DIRECTIONS FOR THIS TASK —
Reproduce the material below verbatim, keeping every line in its original order and wording.

=-=-=

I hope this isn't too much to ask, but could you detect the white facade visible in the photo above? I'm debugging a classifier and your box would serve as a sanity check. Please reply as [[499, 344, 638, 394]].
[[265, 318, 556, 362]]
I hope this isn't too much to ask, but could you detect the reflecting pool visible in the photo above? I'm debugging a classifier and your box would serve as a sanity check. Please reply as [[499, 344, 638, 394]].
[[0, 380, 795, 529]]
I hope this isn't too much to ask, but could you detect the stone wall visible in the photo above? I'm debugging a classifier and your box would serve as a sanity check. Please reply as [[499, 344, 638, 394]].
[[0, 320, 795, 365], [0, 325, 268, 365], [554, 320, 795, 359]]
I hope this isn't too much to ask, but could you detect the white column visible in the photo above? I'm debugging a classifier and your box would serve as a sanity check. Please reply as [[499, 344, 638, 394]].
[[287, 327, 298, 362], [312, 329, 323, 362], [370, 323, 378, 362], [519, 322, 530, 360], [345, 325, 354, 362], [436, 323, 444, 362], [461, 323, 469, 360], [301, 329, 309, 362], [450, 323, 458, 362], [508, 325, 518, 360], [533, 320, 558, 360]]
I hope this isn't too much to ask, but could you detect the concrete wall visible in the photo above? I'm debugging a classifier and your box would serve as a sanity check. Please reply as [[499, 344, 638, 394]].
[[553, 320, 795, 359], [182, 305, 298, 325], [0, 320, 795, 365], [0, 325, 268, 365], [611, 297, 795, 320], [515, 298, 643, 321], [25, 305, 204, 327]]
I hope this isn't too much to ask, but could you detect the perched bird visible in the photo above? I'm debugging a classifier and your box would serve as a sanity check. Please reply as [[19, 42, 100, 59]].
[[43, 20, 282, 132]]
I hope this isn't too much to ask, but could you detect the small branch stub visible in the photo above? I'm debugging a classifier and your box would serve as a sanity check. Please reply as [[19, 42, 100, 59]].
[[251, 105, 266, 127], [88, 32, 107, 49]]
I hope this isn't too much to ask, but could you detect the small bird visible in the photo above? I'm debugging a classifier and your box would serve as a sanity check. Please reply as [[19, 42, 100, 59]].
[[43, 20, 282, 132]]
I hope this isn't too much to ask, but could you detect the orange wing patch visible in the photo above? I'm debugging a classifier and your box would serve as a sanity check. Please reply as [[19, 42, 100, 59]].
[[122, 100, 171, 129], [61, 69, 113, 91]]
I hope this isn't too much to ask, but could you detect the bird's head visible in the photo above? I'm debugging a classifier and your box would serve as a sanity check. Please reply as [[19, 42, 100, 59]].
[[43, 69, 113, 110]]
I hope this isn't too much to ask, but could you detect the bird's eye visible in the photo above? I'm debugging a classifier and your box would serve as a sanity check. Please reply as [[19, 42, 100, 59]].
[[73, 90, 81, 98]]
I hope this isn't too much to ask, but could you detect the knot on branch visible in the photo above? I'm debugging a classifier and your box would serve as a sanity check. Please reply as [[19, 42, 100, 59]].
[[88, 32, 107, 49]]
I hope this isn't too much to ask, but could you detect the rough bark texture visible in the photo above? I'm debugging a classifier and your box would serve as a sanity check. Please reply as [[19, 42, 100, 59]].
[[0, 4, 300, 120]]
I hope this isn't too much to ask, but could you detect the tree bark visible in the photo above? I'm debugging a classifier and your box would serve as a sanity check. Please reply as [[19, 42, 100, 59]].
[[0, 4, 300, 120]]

=-=-=

ANSWER FOR THE TASK —
I hope this isn't too much to ask, but could you detect the white facade visible in the photo above? I'm debugging a classifier and your box would serve as a sanity check. Please reply as [[499, 344, 638, 394]].
[[265, 318, 556, 362]]
I hope this isn't too much to ask, but could you detect the reflecting pool visible in the photo above? I'm debugging a classifier and your box would serve as a sanity check. Please reply as [[499, 344, 638, 394]].
[[0, 380, 795, 529]]
I hope this isn't too much to ask, but could you detect the stone wall visible in the photo above? I'm debugging a classifier and your box would serve as a sanity check. Please reply as [[499, 344, 638, 394]].
[[0, 320, 795, 365], [0, 325, 268, 365], [554, 320, 795, 359]]
I hope this isn't too much to ask, but could you detect the white column visible in the photo above? I'm debugging a classifier and your box would serve as a sanity check. Please reply as [[499, 344, 638, 394]].
[[287, 327, 298, 362], [312, 329, 323, 362], [370, 323, 378, 362], [519, 322, 530, 360], [345, 325, 354, 362], [436, 323, 444, 362], [461, 323, 469, 360], [301, 329, 309, 362], [450, 323, 458, 362], [508, 325, 518, 360], [533, 320, 558, 360]]
I hope this isn't too much to ask, but could you detect the concrete wall visible in the photo above? I'm debugging a classifier and your box would serve as a sanity check. Please reply as [[499, 344, 638, 394]].
[[553, 320, 795, 359], [182, 305, 298, 325], [0, 320, 795, 365], [0, 325, 268, 365], [611, 297, 795, 320], [515, 298, 643, 321], [25, 305, 204, 327]]
I hope this isn't too much to ask, but could you detect the perched bird visible in the photo above? I'm debugging a classifier and your box would serve as a sanity check. Please reply as [[19, 42, 100, 59]].
[[43, 20, 282, 132]]
I hope this isn't too much to ask, but could you detect the small branch stub visible in the photo above? I'm debugging a classifier and your box would serve as a sanity check. Please reply as [[19, 42, 100, 59]].
[[251, 105, 266, 127], [88, 32, 107, 49]]
I hope this isn't too much to ask, but could you detect the small bird visible in the photo above? I'm debugging a classifier and your box would serve as a sanity check. Please reply as [[19, 42, 100, 59]].
[[43, 20, 282, 132]]
I hope this isn't too much to ask, but could you detect the orange wing patch visible in the photo above? I'm debugging a classifier and your box would serve as a sanity check. Please reply as [[19, 42, 100, 59]].
[[122, 100, 171, 129], [61, 69, 113, 91]]
I hope this isn't too much to ask, but could you detect the bird's head visible in the photo above? I'm debugging a classifier and your box would serve as a sanity check. Please reply as [[19, 42, 100, 59]].
[[43, 69, 113, 110]]
I hope this isn't too much to ask, but could you detect the bird's eye visible in the photo above? I'm debugging a classifier and your box would serve as a sanity check. Please reply as [[19, 42, 100, 59]].
[[73, 90, 81, 98]]
I hope this isn't too much to ask, but could you detect the knot on branch visible in the photo above? I'm debugging a classifier and your box would serve as a sanity check. Please reply as [[19, 42, 100, 59]].
[[88, 32, 107, 49]]
I hope this isn't too much to ask, but could you detect the rough bark texture visible in the photo above? I'm debugging a classifier and your box would serve as a sanity check. Please reply as [[19, 42, 100, 59]].
[[0, 4, 300, 120]]
I hope this isn't too much to ask, but could you detect the tree bark visible in the photo above? I'm debugging a classifier and your box would serve as a sanity check. Please reply as [[19, 42, 100, 59]].
[[0, 4, 300, 120]]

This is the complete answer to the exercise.